Et les Palestiniens ? Elber écrit encore ceci :
« En ce qui concerne les revendications des Palestiniens, on peut
souligner qu’ils n’étaient pas un peuple reconnu en tant que tel par le
droit international en 1948 ni en 1967. Ils n’ont été reconnus comme
tels par la communauté internationale qu’en 1970 (Assemblée générale des
Nations Unies, résolution 2.672 C du 8 décembre). »
« Pour cette raison, ces derniers ne peuvent faire valoir après coup
des prérogatives sur ces terres. Avant cette date, ils étaient un peuple
arabe impossible à distinguer des Jordaniens ou des Syriens (ce qui,
l’est d’ailleurs encore aujourd’hui en matière de langue et de culture).
Ils auraient pu revendiquer le droit à la terre s’ils avaient accepté
les dispositions de la Résolution 181, qui – il faut le répéter une fois
de plus – n’avait aucun pouvoir juridique en elle-même : ce n’est que si
elle avait été acceptée à la fois par les Juifs et par les Arabes
qu’elle aurait posé les bases juridiques à la division territoriale
entre les deux peuples ».
Elber arrête ici sa reconstruction. Mais la suite ne change pas le
fond de la question. Il y a eu la guerre du Kippour de 1973, puis la
paix avec l’Égypte avec sa renonciation à Gaza en 1979, puis cette
période – entre les accords d’Oslo de 1993 et les accords de Camp David
de 2000 – pendant laquelle la solution à deux États a semblé être à
portée de main avant d’échouer en raison du refus palestinien, jusqu’à
la guerre actuelle déclenchée par le massacre des innocents le 7 octobre
2023 perpétré par le Hamas en terre d’Israël, encore et toujours avec
l’objectif déclaré – non seulement par le Hamas mais aussi par le
Hezbollah libanais, les Houthis yéménites et surtout par l’Iran –
d’anéantir la nation juive.
La guerre qui fait rage actuellement diminue la force de cet aspect
d’inimité. Mais la paix véritable ne semble pas être pour demain. Dans
les territoires soi-disant « occupés », la cohabitation entre Juifs et
Arabes est tout sauf pacifique, que ce soit à cause des foyers de
guérilla islamiste ou des abus de pouvoir imaginés et mis en pratique
par une grande partie des 700 000 colons Juifs qui s’y sont installés
année après année.

========================================

> _Consigne écrite 1_
Recopiez le passage du texte sur les Palestiniens qui va de « Elber arrête ici » à « la nation juive. », bornes incluses.

> _Entrées fournies_
========================================

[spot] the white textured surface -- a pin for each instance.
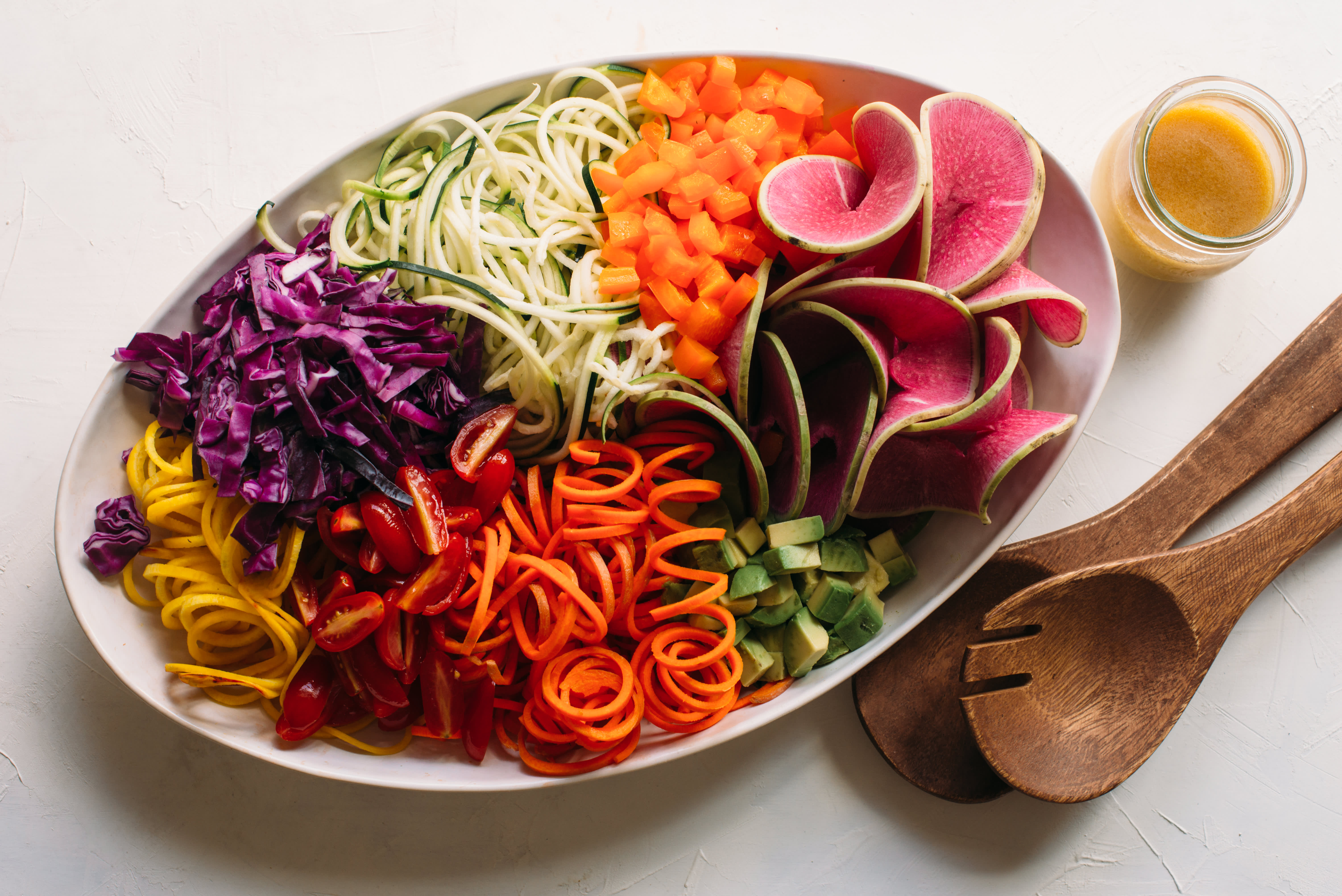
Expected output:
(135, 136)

========================================

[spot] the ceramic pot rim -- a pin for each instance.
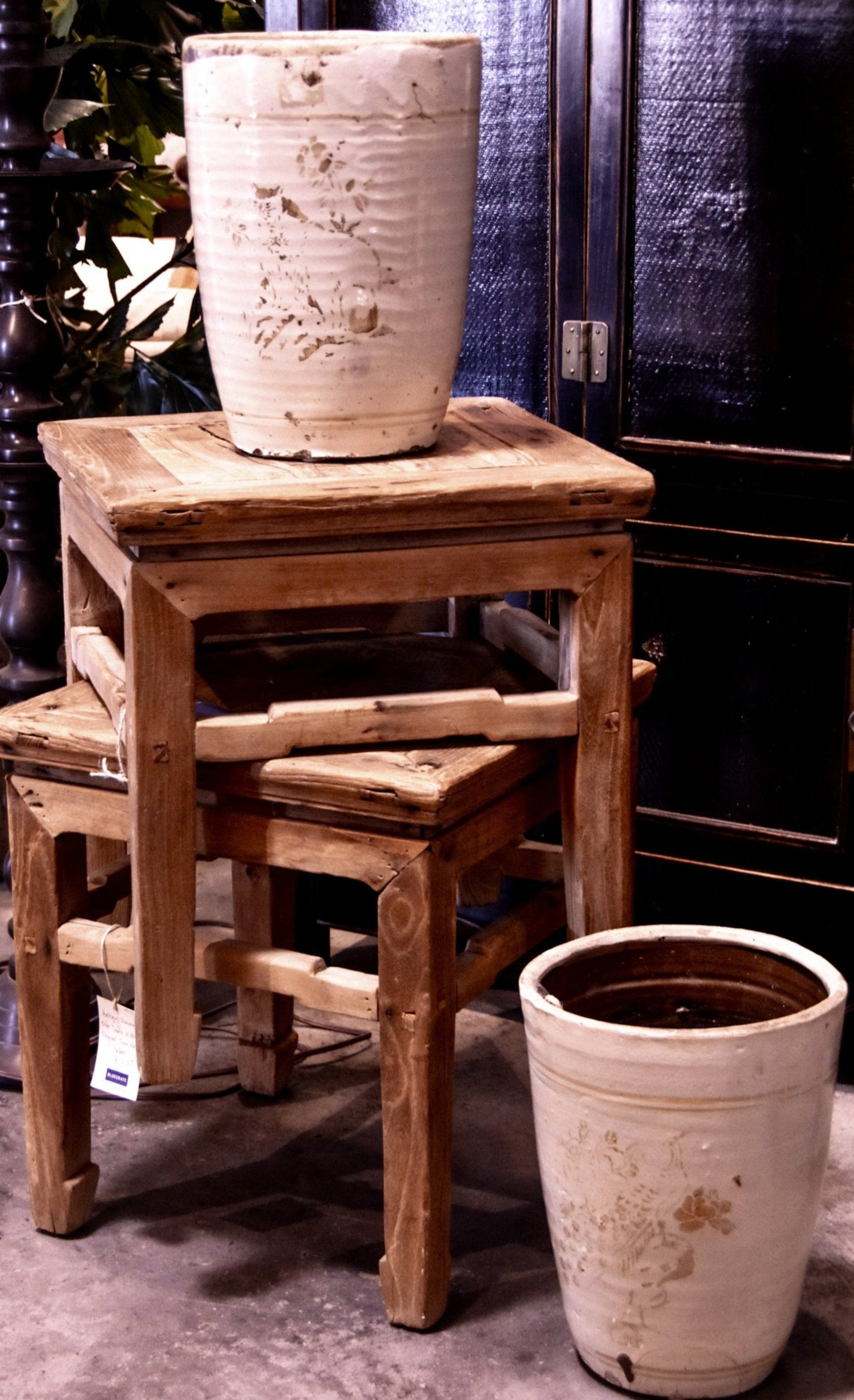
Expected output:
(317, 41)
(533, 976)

========================================

> _Consigne écrite 2_
Repérez chaque ligne des entrées où figure le mot « instance », puis recopiez-la.

> _Réponse 1_
Elber arrête ici sa reconstruction. Mais la suite ne change pas le
fond de la question. Il y a eu la guerre du Kippour de 1973, puis la
paix avec l’Égypte avec sa renonciation à Gaza en 1979, puis cette
période – entre les accords d’Oslo de 1993 et les accords de Camp David
de 2000 – pendant laquelle la solution à deux États a semblé être à
portée de main avant d’échouer en raison du refus palestinien, jusqu’à
la guerre actuelle déclenchée par le massacre des innocents le 7 octobre
2023 perpétré par le Hamas en terre d’Israël, encore et toujours avec
l’objectif déclaré – non seulement par le Hamas mais aussi par le
Hezbollah libanais, les Houthis yéménites et surtout par l’Iran –
d’anéantir la nation juive.

> _Réponse 2_
[spot] the white textured surface -- a pin for each instance.
[spot] the ceramic pot rim -- a pin for each instance.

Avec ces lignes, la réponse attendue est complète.